══ TRECHO DO TEXTO ══

Um aéreo muda tudo. Griffin Colapinto, o campeão da boa etapa do CT de Portugal, finalizada na segunda-feira em Peniche, parece ter incorporado os significados literais e metafóricos da ideia de alçar voos mais altos na elite.

O que possivelmente será chamado de turning point da carreira do estadunidense, natural de Mission Viejo, na Califórnia, aconteceu numa pouco concorrida bateria caseira de quartas de final, entre ele e o amigo compatriota Kolohe Andino.

Na penúltima onda surfada de uma bateria que até ali era não mais que mediana, Griffin acertou um enorme full-rotation, de costas para a onda, caindo no seco, e sólido na base sobre a sua prancha. Não havia alternativa a não ser uma nota 10 unânime.

Um dia a ciência dará conta de dimensionar os efeitos motivacionais de uma nota máxima na cabeça de um competidor. Enquanto não sabemos, intuo que é como se uma chave virasse no cérebro e, por tabela, no corpo.

Até ali, Griffin não estava no grupo que poderia vencer o evento, nem no que produzia as maiores médias. Depois da manobra, entrou para o time.

Com brasileiro Filipe Toledo como vice, norte-americano Griffin ergue troféu no pódio.

Ainda sob o efeito do aéreo na véspera, ele atropelou John John Florence na semifinal e venceu o favoritíssimo Filipe Toledo na final. Pouca gente, muito pouca gente mesmo, é capaz de derrotar o ubatubense nas condições apresentadas no dia decisivo.

═══

TAREFA 1: Mostre todas as linhas que contêm a palavra “shrub”.
O trecho e as linhas não têm relação entre si.

══ MATERIAL FORNECIDO ══

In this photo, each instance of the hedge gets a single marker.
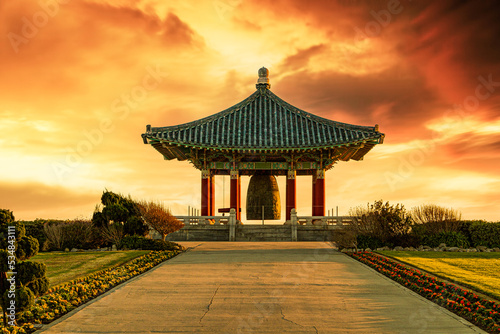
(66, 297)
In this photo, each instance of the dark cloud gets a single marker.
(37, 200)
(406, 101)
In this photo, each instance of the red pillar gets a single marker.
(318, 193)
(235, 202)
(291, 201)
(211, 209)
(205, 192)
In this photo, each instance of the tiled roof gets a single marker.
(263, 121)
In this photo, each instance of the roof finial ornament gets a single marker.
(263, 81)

═══
══ MATERIAL FORNECIDO ══

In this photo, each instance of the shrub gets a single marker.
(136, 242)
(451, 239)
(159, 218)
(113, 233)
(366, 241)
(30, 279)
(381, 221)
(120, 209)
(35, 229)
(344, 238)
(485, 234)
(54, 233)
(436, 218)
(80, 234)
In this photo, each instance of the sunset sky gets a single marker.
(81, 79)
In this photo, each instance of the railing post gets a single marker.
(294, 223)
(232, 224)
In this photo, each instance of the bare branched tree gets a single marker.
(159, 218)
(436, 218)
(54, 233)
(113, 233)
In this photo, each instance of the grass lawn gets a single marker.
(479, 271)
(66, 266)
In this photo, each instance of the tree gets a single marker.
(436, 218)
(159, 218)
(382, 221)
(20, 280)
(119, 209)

═══
══ MATERIAL FORNECIDO ══

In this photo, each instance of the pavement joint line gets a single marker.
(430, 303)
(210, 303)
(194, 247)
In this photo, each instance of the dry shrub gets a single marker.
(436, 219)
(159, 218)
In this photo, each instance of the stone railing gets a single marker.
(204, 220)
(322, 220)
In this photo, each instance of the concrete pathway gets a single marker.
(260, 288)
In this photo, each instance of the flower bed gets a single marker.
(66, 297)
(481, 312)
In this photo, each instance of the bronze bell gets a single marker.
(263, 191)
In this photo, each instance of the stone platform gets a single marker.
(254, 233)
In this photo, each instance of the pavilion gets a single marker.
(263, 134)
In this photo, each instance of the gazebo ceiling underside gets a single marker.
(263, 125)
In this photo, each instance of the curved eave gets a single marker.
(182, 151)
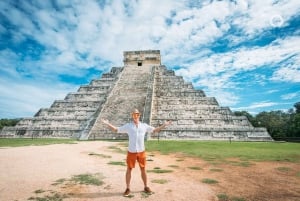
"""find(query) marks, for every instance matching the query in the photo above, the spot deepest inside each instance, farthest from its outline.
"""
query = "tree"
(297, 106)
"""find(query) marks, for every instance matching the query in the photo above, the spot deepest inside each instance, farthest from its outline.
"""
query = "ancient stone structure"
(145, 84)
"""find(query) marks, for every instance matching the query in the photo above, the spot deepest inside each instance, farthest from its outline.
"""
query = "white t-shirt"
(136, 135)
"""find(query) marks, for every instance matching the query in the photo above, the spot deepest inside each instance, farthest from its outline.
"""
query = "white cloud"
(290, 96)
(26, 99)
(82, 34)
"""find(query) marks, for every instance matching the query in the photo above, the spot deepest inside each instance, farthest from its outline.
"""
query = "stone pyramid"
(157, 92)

═══

TAREFA 2: Redigite o trecho sobre surfe, começando em “Na penúltima onda” e seguindo até “tabela, no corpo.”.

RESPOSTA COMPLETA 1:
In this photo, each instance of the shrub gets a single marker.
In this photo, each instance of the dry shrub gets a single marker.

RESPOSTA COMPLETA 2:
Na penúltima onda surfada de uma bateria que até ali era não mais que mediana, Griffin acertou um enorme full-rotation, de costas para a onda, caindo no seco, e sólido na base sobre a sua prancha. Não havia alternativa a não ser uma nota 10 unânime.

Um dia a ciência dará conta de dimensionar os efeitos motivacionais de uma nota máxima na cabeça de um competidor. Enquanto não sabemos, intuo que é como se uma chave virasse no cérebro e, por tabela, no corpo.